[EXTRACTED DATA]
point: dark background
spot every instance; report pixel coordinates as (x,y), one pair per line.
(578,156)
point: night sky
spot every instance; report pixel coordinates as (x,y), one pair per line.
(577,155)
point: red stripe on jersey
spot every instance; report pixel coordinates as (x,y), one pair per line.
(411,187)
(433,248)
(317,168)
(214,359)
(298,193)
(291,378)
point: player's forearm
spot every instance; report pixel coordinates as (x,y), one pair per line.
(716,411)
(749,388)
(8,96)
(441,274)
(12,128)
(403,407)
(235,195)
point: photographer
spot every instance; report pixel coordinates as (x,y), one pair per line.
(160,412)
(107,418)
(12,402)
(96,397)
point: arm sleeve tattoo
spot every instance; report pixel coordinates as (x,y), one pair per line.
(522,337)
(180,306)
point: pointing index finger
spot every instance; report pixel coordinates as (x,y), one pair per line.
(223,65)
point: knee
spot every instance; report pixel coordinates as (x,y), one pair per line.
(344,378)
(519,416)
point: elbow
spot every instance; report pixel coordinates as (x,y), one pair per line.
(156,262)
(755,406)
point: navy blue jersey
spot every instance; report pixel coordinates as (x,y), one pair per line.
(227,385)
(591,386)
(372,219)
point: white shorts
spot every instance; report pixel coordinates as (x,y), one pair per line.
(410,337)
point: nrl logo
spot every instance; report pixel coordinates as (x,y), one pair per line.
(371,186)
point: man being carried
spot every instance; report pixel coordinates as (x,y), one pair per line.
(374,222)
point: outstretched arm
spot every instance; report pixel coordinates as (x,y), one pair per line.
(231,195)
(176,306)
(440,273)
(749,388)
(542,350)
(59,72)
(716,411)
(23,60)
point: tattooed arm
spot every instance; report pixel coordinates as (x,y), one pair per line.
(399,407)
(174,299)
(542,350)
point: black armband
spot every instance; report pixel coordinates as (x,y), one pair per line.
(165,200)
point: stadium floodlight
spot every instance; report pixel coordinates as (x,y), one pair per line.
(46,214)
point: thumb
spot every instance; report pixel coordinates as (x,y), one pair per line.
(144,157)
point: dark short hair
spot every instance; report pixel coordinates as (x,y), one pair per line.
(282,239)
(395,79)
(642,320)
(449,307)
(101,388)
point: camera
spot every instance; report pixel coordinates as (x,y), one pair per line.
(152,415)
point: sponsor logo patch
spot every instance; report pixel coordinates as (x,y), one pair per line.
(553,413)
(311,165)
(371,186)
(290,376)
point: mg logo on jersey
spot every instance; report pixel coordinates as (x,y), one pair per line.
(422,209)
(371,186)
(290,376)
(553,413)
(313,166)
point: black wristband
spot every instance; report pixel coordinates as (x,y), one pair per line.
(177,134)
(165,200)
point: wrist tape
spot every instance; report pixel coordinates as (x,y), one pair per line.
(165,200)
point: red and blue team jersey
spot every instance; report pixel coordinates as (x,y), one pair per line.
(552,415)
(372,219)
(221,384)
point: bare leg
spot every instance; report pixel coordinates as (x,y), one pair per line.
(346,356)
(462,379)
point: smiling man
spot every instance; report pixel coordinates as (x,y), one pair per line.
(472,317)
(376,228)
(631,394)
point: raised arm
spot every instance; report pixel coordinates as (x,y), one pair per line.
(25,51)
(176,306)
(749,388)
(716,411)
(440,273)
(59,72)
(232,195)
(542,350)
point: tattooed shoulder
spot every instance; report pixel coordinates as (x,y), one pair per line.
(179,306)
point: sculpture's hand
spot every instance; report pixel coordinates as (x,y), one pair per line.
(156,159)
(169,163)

[BRIEF] Return all the data exactly as given.

[EXERCISE SOLUTION]
point: dark background
spot every instance; report pixel coordinates as (x,y), one pair per line.
(578,156)
point: night sky
spot every instance; report pixel coordinates as (x,y), one pair per line.
(577,155)
point: red stripe on jersey
spot every instance; report pixel coordinates as (x,y), one pair per line.
(411,187)
(433,248)
(317,168)
(214,359)
(298,193)
(291,378)
point: player's forearm
spot every instance; report pixel coordinates as (x,y), one pair per line.
(716,411)
(749,388)
(8,96)
(441,274)
(12,128)
(403,407)
(235,195)
point: photographer
spot every instance; report pixel coordinates as (x,y), one pair per line.
(160,412)
(107,418)
(12,402)
(96,397)
point: arm sleeve tattoo
spot every instance; report pixel coordinates as (x,y), one pair per line.
(522,337)
(180,306)
point: pointing index finger
spot every instance; report pixel coordinates as (x,y), one pair per line.
(223,65)
point: knee
spot every instance; report pixel coordinates as (x,y), one pair per line.
(344,378)
(519,416)
point: elbow
spot every instance; report pixel coordinates as (x,y), one pair per line.
(156,262)
(755,406)
point: navy blue jersey
spot every instance; report pixel coordinates as (x,y), one pair per line.
(227,385)
(591,386)
(372,219)
point: white shorts
spot every instance; report pixel coordinates as (x,y), one pair per line.
(410,337)
point: nrl logo
spot every instance; report pixel coordinates as (x,y), one pair per line.
(371,186)
point: man being carried
spot every instance; report pixel coordinates as (x,y), one pair per line.
(374,222)
point: outstretched arm
spot every instance; report pixel coordinates as (x,y), one pair per line.
(231,195)
(176,306)
(440,273)
(749,388)
(542,350)
(59,72)
(716,411)
(23,60)
point: tattooed arm
spot every instance; report pixel coordinates as (x,y), one pair per line.
(399,407)
(174,299)
(542,350)
point: black armband
spot every instance; report pixel coordinates as (x,y), one pair per line.
(165,200)
point: stadium floodlight
spot every instance; report pixel coordinates as (x,y), one pair per line.
(46,214)
point: thumb
spot every instance; report pixel coordinates as (x,y), one pair per line.
(144,157)
point: dark short hair
spot every instance; report pixel coordinates as (x,y), one pair per line.
(282,239)
(395,79)
(642,320)
(449,307)
(101,388)
point: camera
spot every instance; report pixel coordinates as (x,y), one pair per line.
(152,415)
point: sponsor logo patch
spot every instance; report pixel coordinates as (x,y), one pair per line.
(553,413)
(311,165)
(371,186)
(290,376)
point: mg logo on jersey
spot every instance; report pixel coordinates as (x,y), one pair per line.
(422,209)
(371,186)
(290,376)
(553,413)
(313,166)
point: black wristband
spot every instance; report pixel coordinates as (x,y), one pair per line.
(177,134)
(165,200)
point: wrist tape
spot every instance; report pixel coordinates as (x,y), one pair per line.
(165,200)
point: red and blue team jersey
spot every instance; report pixel coordinates as (x,y), one pair per line.
(552,415)
(372,219)
(221,384)
point: bare leg
spot every instance; report pixel coordinates as (x,y), one pair per line.
(346,356)
(462,379)
point: smiling man
spot every instance; report pixel coordinates as (x,y), one pair per line.
(472,317)
(376,228)
(631,394)
point: raised arm
spot every instance; report pixel coordinates as (x,y), one pair per line.
(25,51)
(176,306)
(749,388)
(716,411)
(440,273)
(59,72)
(232,195)
(542,350)
point: tattooed shoulder
spot every instance; report pixel coordinates as (x,y), one pair per line.
(179,306)
point: sculpture's hand
spot every instance; report pixel coordinates as (x,y), one pair per line.
(156,159)
(169,163)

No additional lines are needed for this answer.